Source data:
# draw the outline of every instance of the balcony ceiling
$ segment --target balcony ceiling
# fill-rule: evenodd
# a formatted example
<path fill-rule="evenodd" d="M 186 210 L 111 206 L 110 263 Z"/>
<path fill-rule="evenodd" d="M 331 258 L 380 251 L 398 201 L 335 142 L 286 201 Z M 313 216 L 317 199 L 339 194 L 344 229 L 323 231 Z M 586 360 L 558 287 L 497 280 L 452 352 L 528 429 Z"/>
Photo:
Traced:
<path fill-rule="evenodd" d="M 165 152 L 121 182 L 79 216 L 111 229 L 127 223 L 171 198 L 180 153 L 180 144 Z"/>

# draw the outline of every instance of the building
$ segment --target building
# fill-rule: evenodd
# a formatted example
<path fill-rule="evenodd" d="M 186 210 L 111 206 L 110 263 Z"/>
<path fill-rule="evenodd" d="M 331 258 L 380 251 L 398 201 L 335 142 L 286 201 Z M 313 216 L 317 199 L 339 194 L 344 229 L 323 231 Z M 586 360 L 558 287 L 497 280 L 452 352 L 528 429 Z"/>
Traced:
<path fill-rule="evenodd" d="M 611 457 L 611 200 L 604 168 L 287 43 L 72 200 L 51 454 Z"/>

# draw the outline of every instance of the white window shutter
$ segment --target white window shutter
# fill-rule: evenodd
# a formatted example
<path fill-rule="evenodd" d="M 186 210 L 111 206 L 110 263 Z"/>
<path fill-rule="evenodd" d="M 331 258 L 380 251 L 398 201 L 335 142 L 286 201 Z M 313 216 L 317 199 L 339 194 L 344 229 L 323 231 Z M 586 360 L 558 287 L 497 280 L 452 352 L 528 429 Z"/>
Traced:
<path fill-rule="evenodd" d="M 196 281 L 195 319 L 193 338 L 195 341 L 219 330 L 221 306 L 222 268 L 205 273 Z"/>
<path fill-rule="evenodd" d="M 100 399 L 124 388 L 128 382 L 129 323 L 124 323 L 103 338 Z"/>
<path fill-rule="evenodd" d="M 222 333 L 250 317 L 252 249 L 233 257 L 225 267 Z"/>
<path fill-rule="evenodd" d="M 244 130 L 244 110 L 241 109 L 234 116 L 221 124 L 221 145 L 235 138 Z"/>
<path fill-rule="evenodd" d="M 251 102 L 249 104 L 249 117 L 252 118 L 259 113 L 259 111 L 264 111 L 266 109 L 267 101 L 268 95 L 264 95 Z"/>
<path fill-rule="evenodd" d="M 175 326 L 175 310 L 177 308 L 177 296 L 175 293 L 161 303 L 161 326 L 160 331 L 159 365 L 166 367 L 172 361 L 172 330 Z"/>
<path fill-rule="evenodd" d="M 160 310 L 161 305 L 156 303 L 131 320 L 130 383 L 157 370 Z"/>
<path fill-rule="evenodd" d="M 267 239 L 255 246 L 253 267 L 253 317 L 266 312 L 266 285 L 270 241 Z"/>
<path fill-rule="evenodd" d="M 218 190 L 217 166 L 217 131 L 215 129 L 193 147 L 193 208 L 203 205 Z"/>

Task prompt: Copy every line of the material above, from start to finish, character for character.

Written solution:
# draw the outline of every instance of the balcony ceiling
$ segment --target balcony ceiling
# fill-rule: evenodd
# a formatted example
<path fill-rule="evenodd" d="M 186 210 L 111 206 L 110 263 Z"/>
<path fill-rule="evenodd" d="M 331 258 L 380 251 L 398 201 L 335 142 L 286 201 Z M 313 216 L 317 199 L 339 194 L 344 229 L 323 231 Z M 586 360 L 558 287 L 497 280 L 452 352 L 528 429 Z"/>
Photo:
Traced:
<path fill-rule="evenodd" d="M 165 152 L 121 182 L 79 216 L 111 229 L 127 223 L 171 198 L 180 153 L 180 144 Z"/>

# draw the outline of every instance of the building
$ segment --target building
# fill-rule: evenodd
# a formatted example
<path fill-rule="evenodd" d="M 186 210 L 111 206 L 110 263 Z"/>
<path fill-rule="evenodd" d="M 331 258 L 380 251 L 398 201 L 335 142 L 286 201 Z M 313 216 L 317 199 L 339 194 L 344 229 L 323 231 Z M 586 360 L 558 287 L 497 280 L 452 352 L 528 429 Z"/>
Traced:
<path fill-rule="evenodd" d="M 611 457 L 611 200 L 604 168 L 287 43 L 72 200 L 51 454 Z"/>

# draw the outline of every instance of the white window shutter
$ segment --target white window shutter
# fill-rule: evenodd
# a formatted example
<path fill-rule="evenodd" d="M 186 210 L 111 206 L 110 263 Z"/>
<path fill-rule="evenodd" d="M 331 258 L 380 251 L 398 201 L 335 142 L 286 201 Z M 313 216 L 317 199 L 339 194 L 344 229 L 323 231 Z M 586 360 L 558 287 L 497 280 L 452 352 L 528 429 Z"/>
Traced:
<path fill-rule="evenodd" d="M 196 281 L 195 319 L 193 338 L 195 341 L 219 330 L 221 306 L 222 268 L 205 273 Z"/>
<path fill-rule="evenodd" d="M 100 399 L 124 388 L 128 382 L 129 323 L 124 323 L 103 338 Z"/>
<path fill-rule="evenodd" d="M 222 333 L 250 317 L 252 249 L 233 257 L 225 267 Z"/>
<path fill-rule="evenodd" d="M 244 130 L 244 110 L 241 109 L 234 116 L 221 124 L 221 145 L 235 138 Z"/>
<path fill-rule="evenodd" d="M 251 102 L 249 104 L 249 117 L 252 118 L 259 113 L 259 111 L 264 111 L 266 109 L 267 101 L 268 95 L 264 95 Z"/>
<path fill-rule="evenodd" d="M 175 326 L 175 310 L 177 308 L 177 296 L 175 293 L 161 303 L 161 326 L 160 331 L 159 365 L 166 367 L 172 361 L 172 330 Z"/>
<path fill-rule="evenodd" d="M 160 310 L 161 305 L 156 303 L 131 320 L 130 383 L 157 370 Z"/>
<path fill-rule="evenodd" d="M 267 239 L 255 246 L 253 267 L 253 317 L 266 312 L 266 285 L 270 241 Z"/>
<path fill-rule="evenodd" d="M 218 190 L 217 166 L 217 131 L 215 129 L 193 147 L 193 208 L 203 205 Z"/>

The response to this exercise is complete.